**EXERCISE INSTRUCTIONS**
Once you reach the line containing "point | one marker per instance of the red" in the entries below, write out that line and each one after it down to the line containing "point | one marker per instance of the white", exactly and with nothing added.

*** Block opens ***

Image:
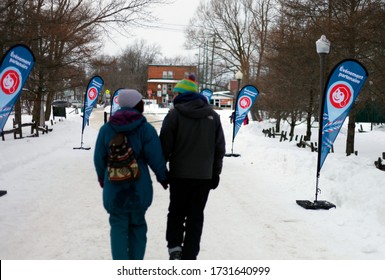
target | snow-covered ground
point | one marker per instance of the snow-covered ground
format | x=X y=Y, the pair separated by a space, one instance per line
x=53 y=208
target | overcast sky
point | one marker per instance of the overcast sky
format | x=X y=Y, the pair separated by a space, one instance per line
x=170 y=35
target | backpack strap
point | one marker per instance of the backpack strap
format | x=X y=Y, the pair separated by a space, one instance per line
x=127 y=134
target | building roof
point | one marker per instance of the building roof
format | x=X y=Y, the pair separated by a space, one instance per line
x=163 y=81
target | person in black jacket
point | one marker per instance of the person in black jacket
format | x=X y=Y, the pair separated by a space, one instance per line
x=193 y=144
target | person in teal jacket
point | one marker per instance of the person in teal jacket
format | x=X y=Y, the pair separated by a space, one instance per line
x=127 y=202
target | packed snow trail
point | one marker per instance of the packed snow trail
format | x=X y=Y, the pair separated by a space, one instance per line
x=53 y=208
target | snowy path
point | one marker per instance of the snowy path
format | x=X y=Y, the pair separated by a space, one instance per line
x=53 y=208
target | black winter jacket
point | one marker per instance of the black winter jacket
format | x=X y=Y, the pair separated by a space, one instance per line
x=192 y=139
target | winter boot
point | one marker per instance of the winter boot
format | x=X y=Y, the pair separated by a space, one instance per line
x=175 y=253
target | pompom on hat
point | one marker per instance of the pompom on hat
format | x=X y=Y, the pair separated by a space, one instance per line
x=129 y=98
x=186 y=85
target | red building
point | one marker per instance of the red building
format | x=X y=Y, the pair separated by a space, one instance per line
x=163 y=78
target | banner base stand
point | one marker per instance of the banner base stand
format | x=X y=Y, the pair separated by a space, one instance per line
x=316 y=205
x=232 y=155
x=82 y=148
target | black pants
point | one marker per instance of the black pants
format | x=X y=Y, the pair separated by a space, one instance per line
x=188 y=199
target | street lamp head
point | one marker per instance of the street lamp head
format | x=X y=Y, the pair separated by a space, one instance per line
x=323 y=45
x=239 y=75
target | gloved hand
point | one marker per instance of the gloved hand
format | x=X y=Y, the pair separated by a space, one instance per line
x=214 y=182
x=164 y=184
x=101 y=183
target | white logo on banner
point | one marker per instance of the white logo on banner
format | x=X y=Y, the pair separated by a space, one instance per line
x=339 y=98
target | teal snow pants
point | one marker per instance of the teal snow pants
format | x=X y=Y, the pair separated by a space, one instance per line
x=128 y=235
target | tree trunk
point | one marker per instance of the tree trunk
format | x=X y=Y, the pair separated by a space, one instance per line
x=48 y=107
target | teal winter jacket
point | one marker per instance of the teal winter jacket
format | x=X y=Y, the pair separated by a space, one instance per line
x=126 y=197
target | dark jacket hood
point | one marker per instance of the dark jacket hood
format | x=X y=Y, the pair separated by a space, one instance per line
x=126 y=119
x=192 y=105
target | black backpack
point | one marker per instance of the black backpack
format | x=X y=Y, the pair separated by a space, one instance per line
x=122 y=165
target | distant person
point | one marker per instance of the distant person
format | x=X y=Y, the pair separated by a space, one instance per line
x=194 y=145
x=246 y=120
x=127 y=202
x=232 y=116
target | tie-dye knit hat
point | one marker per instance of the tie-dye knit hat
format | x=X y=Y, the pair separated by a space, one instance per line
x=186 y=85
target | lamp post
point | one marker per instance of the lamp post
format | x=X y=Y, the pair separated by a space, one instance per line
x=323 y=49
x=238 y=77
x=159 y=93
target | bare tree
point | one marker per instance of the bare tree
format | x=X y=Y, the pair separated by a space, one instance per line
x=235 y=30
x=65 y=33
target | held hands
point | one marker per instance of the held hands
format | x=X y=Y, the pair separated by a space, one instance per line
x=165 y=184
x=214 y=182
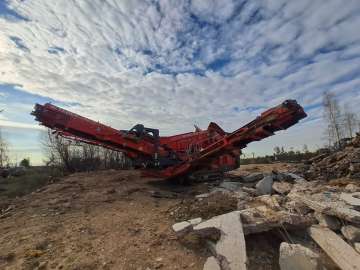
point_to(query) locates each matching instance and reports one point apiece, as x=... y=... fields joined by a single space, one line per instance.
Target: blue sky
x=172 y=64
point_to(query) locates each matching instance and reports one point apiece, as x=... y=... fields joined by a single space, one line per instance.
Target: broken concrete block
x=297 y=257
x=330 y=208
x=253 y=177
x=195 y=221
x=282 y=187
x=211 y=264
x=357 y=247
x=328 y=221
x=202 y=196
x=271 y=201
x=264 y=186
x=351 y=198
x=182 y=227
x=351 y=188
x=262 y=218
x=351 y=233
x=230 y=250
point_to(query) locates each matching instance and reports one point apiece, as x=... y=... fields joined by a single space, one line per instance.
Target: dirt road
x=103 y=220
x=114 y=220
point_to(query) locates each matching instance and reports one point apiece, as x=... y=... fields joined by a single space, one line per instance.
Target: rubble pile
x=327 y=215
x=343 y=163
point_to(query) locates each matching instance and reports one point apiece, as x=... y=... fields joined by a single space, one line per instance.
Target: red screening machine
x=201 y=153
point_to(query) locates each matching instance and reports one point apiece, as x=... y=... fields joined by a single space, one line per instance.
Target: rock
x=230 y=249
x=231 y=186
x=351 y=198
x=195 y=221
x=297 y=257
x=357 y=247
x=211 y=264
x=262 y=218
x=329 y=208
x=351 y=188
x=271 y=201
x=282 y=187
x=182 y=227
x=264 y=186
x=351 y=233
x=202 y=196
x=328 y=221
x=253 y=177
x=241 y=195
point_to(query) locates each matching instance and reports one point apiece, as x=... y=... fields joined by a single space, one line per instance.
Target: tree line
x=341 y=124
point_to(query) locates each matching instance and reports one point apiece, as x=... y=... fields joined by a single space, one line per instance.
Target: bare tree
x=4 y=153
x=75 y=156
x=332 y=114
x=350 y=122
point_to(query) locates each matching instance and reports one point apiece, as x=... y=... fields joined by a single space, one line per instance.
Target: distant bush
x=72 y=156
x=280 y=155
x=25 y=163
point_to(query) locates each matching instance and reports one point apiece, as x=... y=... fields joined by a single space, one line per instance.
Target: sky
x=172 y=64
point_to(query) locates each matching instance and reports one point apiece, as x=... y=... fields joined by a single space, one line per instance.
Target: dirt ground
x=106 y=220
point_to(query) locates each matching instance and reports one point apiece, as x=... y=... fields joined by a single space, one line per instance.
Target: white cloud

*** Block closes ***

**ANSWER BOX**
point | one marker per instance of the red building
format | x=X y=Y, the pair separated by a space, one instance per line
x=163 y=78
target | banner base stand
point | one marker per instance of the banner base stand
format | x=X y=Y, the pair separated by a space, one instance per line
x=316 y=205
x=232 y=155
x=82 y=148
target | black pants
point | one marker per instance of the black pants
format | x=X y=Y, the pair separated by a space, one instance per line
x=188 y=199
target | street lamp head
point | one marker per instance of the street lamp head
format | x=X y=Y, the pair separated by a space, one instance per line
x=323 y=45
x=239 y=75
target | gloved hand
point | one marker per instance of the gloved hand
format | x=X y=Y, the pair separated by a space, one instance per line
x=214 y=182
x=164 y=184
x=101 y=183
target | white logo on banner
point | one marker per instance of the white logo on banner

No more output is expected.